» **Natural-language object grounding data**
━━━━━━━━

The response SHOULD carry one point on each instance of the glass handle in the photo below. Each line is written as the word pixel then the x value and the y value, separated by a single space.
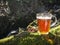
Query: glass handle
pixel 54 21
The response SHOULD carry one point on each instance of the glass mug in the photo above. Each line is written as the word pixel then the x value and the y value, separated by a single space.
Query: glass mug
pixel 44 22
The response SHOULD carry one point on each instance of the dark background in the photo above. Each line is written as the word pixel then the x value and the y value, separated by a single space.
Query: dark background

━━━━━━━━

» **ABOUT THIS EXERCISE**
Count each line of the entries that holds the word "dark", then state the total and nothing more.

» **EXERCISE RESPONSE**
2